__EXERCISE REQUIREMENTS__:
Print, exactly and completely, the data that appears below.

__DATASET CONTENT__:
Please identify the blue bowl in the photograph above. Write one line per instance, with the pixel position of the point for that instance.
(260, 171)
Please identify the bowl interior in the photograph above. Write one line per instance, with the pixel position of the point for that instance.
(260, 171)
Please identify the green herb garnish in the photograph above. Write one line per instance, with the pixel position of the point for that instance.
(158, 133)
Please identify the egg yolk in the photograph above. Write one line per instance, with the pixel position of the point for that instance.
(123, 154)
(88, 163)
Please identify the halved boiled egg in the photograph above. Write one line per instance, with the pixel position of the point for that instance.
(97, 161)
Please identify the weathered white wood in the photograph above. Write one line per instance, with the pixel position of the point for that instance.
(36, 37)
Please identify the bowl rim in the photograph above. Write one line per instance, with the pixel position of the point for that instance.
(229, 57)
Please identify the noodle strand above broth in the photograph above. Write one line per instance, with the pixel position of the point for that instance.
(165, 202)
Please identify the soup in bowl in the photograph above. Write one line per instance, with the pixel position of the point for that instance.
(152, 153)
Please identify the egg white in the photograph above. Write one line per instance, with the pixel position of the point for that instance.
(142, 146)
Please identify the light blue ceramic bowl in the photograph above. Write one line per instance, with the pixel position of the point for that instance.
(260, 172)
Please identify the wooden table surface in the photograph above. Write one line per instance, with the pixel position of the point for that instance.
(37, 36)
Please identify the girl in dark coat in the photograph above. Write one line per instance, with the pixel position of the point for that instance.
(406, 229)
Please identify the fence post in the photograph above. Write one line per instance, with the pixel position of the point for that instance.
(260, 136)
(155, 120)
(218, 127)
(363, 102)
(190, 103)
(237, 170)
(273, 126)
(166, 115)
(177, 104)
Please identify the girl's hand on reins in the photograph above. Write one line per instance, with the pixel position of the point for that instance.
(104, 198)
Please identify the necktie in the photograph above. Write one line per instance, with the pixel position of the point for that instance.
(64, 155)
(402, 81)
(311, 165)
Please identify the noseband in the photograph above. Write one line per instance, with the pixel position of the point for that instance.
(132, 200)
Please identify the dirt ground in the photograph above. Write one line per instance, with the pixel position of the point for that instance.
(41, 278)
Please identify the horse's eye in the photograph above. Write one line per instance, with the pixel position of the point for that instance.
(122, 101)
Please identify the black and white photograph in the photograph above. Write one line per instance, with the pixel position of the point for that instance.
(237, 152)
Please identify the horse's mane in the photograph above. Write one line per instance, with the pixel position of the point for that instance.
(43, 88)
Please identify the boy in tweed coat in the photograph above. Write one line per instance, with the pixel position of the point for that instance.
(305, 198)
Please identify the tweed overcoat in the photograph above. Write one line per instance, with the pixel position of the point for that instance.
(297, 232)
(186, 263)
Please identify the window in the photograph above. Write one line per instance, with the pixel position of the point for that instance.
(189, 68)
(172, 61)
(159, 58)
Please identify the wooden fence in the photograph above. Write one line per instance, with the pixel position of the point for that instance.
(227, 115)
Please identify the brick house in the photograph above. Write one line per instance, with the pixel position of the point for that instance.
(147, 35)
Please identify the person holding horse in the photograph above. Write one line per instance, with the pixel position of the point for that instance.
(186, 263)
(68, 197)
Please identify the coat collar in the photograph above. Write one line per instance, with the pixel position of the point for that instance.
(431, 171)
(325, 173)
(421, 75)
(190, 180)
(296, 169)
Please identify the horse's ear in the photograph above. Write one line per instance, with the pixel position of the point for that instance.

__COMPLETED EXERCISE__:
Please identify the blue bowl in the photograph above. Write one line per instance, with the pixel position of the point for that instance.
(260, 171)
Please identify the bowl interior in the photograph above. Write one line per instance, with the pixel position of the point for that instance.
(260, 171)
Please identify the green herb garnish in the photograph above. Write one line per instance, with the pixel position of the point for that instance.
(158, 133)
Please identify the egg yolk in the photograph above. Write one line per instance, with the pixel position of the point for that instance.
(123, 154)
(88, 163)
Please identify the halved boiled egg in the photograph above. Write one line per instance, with the pixel position of the point for that instance.
(97, 161)
Please identify the weathered white wood in the photograph above. Write one line per instance, with the pixel position of the point for that instance.
(36, 37)
Please identify the bowl rim in the photograph above. Write one line per instance, with the pixel position of the point for that instance.
(229, 57)
Please identify the noodle strand above broth in the photograph above. Write one line per instance, with the pixel position of the point for that instance.
(165, 202)
Please identify the soup in bowl in the photograph above. Write one line per instance, with the pixel position of the point for that instance.
(152, 153)
Please identify the egg white in the photograph above. Write one line per instance, with the pixel position of the point for that instance.
(142, 146)
Please identify the light blue ceramic bowl in the photograph above. Write one line per instance, with the pixel position of the point for that instance.
(260, 172)
Please identify the wooden table surface in the photograph above. Write one line per instance, with the pixel position of the point for that instance.
(37, 36)
Please identify the girl in dark coat in the photograph above. Write one line per instance, with the pixel position of the point for that instance.
(406, 229)
Please identify the fence post in the photograph above. Write one line per instance, with the pixel position of the point for that instance.
(260, 136)
(155, 120)
(218, 127)
(363, 102)
(190, 103)
(237, 170)
(273, 126)
(166, 115)
(177, 104)
Please identify the girl's hand on reins in the photograph above. Write one line per instance, with the pixel position of the point for that instance.
(104, 198)
Please identify the necktie in the photograph above. Write one line per instance, with the pixel position of the point for that instance.
(64, 155)
(402, 81)
(311, 165)
Please identify the noseband in the photograph above. Write one line per instance, with the pixel position of the point for that instance.
(132, 200)
Please identify the dirt ground in the photograph above. Write one line per instance, with the pixel position of the point for that instance.
(41, 278)
Please identify the horse's eye in the photograph above. Write one line per instance, with the pixel position of the point for that instance.
(122, 101)
Please identify the black and white photograph in the photograph above. Write one line per instance, with the pixel position of the point for that instance.
(237, 152)
Please identify the horse's mane in the photograph above. Write one line per instance, with the pixel position of the point for that instance.
(43, 88)
Please identify the boy in tweed coat in the photograph above. Write one line per instance, with the pixel position of the point for that instance.
(305, 198)
Please identify the tweed overcoat in the photograph above. Write one line per instance, with the pixel position of the point for that instance.
(297, 232)
(186, 263)
Please identify the window in the photograph above. Write one line per instance, with the pixel position of the point for that instance.
(189, 68)
(172, 61)
(159, 58)
Please identify the wooden fence in the photograph above. Write one line per instance, with the pixel position of the point for that instance.
(227, 115)
Please identify the brick house in the photograph above. Write one line per instance, with the pixel position of the point for that instance.
(147, 35)
Please identify the person holding horse in the photograph above. Write one line per instance, with the pixel position of the point for that instance.
(186, 263)
(68, 197)
Please identify the coat collar in the photograph above. Write one line per instance, with the pixel position of the point for that instance.
(431, 171)
(325, 173)
(421, 75)
(190, 180)
(296, 169)
Please identify the horse's ear in the photograph above. Write one line per instance, with the pixel position of the point for that instance.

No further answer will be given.